## Your assignment
Output the lines of the records below exactly, beginning at their first line and ending at the line with "TASK = identify one point per instance of the glacier ice"; include no pictures.

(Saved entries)

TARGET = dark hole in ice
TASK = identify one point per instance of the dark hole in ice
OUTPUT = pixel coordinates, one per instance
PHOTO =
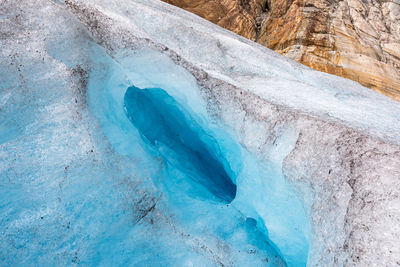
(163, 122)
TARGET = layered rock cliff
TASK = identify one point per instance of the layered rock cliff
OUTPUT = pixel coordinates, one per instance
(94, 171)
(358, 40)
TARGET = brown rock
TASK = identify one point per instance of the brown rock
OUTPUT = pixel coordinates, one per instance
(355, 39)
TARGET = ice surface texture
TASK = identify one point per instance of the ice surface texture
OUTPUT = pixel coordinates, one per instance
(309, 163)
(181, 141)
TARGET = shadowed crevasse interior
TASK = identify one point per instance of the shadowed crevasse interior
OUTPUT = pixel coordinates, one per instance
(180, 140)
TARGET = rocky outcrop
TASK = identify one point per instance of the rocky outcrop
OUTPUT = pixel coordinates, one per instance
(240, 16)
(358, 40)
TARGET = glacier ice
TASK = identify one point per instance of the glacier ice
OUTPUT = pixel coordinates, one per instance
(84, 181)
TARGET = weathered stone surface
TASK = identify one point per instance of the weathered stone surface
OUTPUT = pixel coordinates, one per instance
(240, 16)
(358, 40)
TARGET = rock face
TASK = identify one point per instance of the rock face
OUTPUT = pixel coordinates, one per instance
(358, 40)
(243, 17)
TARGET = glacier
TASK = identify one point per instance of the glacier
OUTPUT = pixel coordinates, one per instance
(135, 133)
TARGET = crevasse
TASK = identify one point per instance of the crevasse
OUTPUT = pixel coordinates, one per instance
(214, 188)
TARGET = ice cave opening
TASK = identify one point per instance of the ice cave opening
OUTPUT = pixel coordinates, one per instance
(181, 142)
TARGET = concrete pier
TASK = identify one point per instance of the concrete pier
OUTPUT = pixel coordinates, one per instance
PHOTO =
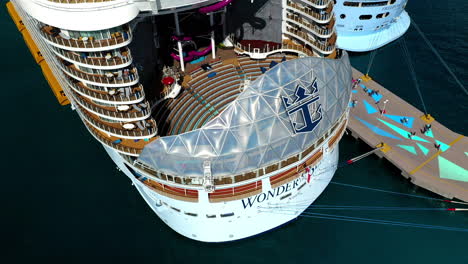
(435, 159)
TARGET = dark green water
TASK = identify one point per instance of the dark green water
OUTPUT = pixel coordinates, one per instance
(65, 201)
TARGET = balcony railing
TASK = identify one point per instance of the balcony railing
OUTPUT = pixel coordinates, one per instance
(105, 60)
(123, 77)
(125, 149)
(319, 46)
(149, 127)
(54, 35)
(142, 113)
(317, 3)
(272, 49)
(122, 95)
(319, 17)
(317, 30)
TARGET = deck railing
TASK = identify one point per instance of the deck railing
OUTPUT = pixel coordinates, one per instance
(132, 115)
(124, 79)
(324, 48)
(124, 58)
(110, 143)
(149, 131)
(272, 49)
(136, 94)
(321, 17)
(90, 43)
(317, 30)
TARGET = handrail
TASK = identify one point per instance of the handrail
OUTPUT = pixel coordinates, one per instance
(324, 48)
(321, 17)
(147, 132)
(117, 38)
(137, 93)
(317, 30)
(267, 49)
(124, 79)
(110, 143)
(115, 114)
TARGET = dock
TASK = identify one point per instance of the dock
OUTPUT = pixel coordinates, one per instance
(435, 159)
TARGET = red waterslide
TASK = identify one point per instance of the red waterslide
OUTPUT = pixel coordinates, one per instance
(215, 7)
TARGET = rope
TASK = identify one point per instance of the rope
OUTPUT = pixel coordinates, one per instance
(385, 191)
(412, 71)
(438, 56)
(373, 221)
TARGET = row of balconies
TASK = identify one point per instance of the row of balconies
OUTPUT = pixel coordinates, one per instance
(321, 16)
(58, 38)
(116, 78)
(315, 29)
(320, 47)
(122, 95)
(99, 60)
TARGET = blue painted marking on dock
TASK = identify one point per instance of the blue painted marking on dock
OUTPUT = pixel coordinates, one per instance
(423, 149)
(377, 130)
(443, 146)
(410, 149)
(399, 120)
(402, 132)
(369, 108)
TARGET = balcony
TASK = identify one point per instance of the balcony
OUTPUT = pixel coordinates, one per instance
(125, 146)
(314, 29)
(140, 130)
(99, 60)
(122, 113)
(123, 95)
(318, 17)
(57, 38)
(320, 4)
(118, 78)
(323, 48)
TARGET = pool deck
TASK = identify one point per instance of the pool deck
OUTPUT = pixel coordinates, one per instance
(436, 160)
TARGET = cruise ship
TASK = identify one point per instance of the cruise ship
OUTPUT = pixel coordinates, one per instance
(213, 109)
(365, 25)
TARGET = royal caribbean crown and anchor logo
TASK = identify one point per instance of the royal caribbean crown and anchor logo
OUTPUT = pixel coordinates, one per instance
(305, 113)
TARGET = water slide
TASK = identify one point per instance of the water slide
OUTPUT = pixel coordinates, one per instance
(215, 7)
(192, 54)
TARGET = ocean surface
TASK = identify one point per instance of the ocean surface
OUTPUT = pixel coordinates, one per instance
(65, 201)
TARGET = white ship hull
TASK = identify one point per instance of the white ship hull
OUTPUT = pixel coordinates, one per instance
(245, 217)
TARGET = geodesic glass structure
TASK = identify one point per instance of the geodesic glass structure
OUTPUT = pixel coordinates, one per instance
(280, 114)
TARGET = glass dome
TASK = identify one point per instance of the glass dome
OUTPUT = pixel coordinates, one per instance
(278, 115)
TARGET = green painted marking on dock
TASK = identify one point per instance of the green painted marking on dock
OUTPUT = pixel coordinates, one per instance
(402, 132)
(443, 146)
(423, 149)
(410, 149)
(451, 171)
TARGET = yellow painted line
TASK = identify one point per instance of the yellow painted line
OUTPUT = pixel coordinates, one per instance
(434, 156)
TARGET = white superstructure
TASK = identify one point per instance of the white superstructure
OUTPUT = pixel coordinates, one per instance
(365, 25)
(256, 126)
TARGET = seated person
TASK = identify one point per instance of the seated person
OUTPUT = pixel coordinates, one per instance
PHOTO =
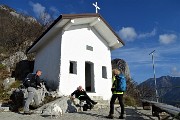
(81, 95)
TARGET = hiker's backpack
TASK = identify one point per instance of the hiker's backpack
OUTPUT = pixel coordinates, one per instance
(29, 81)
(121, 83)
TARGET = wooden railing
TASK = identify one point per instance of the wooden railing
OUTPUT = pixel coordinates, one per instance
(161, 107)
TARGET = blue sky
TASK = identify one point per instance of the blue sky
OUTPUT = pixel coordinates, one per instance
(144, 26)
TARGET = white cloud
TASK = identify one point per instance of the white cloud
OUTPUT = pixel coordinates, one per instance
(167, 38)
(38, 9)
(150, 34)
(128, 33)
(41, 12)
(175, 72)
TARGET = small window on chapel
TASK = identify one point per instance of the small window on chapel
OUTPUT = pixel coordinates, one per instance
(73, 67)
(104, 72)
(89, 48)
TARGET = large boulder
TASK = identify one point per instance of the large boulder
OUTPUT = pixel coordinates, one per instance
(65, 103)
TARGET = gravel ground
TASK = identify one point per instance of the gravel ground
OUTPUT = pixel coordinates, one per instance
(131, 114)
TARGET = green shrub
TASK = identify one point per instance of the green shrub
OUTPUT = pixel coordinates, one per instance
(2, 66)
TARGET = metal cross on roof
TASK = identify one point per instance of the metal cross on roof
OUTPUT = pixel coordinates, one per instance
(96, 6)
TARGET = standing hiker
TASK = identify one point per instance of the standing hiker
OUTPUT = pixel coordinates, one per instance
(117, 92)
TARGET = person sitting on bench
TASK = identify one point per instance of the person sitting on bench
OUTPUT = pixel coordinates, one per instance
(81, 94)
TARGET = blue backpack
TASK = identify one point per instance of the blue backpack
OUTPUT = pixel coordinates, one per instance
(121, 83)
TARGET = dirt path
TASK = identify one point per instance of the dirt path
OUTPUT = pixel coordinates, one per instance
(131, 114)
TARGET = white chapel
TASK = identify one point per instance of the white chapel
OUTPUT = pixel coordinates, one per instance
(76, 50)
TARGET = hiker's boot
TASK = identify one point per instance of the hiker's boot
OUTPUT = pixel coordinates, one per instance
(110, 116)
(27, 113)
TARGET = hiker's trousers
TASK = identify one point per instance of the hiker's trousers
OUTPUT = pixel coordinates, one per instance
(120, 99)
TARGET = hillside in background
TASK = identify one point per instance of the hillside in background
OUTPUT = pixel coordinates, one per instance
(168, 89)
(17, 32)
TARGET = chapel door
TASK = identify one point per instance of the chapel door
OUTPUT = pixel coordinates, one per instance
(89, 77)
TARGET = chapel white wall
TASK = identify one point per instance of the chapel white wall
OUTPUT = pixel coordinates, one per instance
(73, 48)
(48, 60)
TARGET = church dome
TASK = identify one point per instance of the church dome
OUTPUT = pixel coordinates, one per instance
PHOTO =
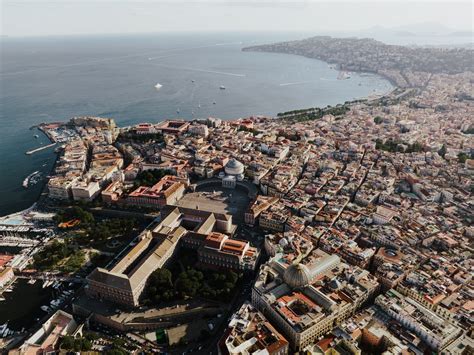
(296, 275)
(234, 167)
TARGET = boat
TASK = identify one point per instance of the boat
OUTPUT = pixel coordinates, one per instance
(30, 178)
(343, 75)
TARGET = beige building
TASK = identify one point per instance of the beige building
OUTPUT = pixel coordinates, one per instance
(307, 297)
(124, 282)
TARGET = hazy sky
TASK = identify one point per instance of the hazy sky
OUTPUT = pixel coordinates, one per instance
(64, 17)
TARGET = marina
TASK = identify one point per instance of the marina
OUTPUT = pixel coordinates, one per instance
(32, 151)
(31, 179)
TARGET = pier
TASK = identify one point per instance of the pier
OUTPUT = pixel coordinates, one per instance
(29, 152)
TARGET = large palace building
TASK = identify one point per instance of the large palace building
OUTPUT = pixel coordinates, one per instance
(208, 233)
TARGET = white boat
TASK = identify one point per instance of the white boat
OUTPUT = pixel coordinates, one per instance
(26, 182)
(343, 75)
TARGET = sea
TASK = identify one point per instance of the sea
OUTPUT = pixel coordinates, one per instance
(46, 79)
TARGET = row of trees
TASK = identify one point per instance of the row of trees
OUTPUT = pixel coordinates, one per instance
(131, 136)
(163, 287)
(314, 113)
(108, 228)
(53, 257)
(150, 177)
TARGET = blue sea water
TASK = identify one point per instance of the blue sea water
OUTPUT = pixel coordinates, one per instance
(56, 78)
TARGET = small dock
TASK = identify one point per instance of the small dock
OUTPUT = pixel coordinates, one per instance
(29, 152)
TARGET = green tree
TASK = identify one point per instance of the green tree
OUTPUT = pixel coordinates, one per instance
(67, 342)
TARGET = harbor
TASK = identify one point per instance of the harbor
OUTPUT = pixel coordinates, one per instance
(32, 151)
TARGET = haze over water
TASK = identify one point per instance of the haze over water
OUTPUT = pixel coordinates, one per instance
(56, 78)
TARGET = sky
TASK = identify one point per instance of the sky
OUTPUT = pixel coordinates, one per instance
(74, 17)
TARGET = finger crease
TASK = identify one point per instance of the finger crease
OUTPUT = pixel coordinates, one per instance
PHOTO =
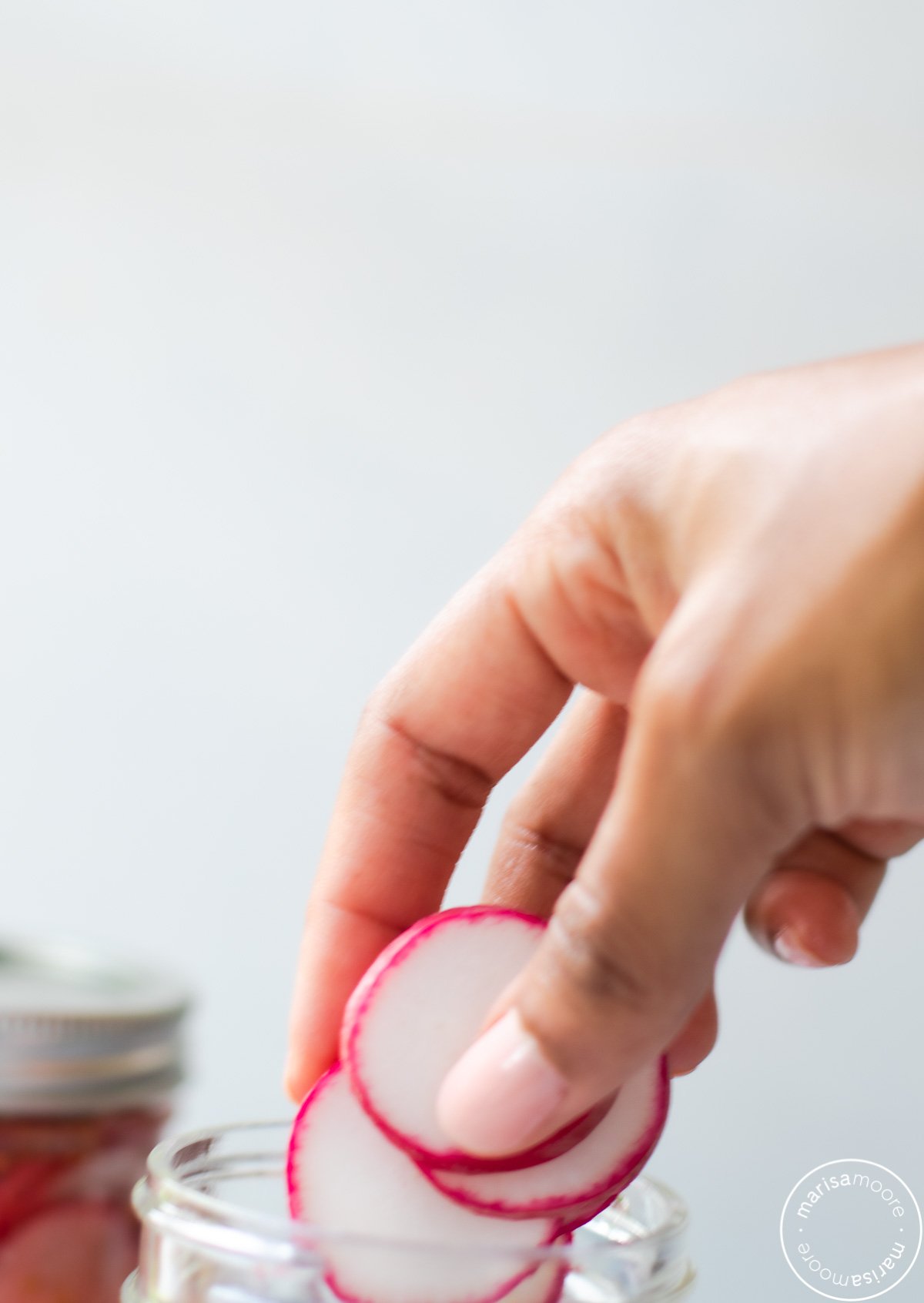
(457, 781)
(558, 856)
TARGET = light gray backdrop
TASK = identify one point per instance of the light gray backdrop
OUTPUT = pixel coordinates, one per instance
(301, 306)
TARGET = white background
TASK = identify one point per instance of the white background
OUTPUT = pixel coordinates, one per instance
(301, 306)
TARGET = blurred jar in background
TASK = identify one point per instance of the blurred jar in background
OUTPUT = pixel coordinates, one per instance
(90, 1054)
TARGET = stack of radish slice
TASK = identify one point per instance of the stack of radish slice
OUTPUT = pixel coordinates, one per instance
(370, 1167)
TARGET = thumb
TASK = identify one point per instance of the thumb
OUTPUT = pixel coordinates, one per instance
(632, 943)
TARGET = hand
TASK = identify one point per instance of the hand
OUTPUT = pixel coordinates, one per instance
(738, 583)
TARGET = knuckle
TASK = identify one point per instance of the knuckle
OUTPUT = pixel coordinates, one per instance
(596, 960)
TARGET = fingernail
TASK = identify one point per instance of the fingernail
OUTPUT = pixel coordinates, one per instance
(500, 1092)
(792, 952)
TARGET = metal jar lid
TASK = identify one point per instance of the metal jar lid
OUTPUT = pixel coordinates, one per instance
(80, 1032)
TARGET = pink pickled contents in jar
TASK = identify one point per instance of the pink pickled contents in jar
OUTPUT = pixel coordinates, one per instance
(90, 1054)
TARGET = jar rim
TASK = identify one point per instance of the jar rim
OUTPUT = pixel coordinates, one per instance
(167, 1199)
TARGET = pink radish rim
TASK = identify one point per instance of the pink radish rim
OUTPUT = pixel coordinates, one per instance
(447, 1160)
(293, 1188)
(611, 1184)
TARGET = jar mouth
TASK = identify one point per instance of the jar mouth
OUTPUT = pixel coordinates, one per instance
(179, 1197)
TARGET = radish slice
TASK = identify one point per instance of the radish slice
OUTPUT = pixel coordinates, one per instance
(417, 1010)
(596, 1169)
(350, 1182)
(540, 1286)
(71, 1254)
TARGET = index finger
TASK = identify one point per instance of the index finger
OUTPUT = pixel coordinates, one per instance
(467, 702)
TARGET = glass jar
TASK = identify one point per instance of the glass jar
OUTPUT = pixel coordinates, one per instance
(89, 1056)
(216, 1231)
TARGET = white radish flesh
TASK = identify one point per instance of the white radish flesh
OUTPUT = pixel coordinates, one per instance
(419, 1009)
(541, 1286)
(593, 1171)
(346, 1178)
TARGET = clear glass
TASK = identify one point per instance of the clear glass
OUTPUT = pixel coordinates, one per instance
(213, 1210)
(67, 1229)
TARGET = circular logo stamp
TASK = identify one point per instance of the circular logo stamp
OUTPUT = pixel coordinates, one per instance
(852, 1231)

## Task response
TARGET = dark hole in ice
TASK = identify one point per instance of the dark hole in ice
OUTPUT = pixel coordinates, one per instance
PHOTO =
(163, 122)
TARGET = layered rock cliff
TASK = identify one point per instance of the layered rock cliff
OUTPUT = pixel coordinates, one per instance
(94, 171)
(358, 40)
TARGET = brown rock
TASK = identify one point per instance of the brown rock
OUTPUT = pixel coordinates, one per instance
(355, 39)
TARGET = ice surface texture
TASK = identify one point per instance of the ice surface texture
OUTPUT = pixel coordinates, one per instance
(309, 163)
(181, 141)
TARGET = shadowed crevasse interior
TASK = identify one point per instance of the shadowed crevasse interior
OUTPUT = pixel coordinates, one per instance
(180, 140)
TARGET = rocky outcrop
TASK = identify one point per instance of the rocky outcrop
OUTPUT = pixel coordinates, one per instance
(240, 16)
(358, 40)
TARGET = glacier ice
TASK = identify one point per instance of the glacier ice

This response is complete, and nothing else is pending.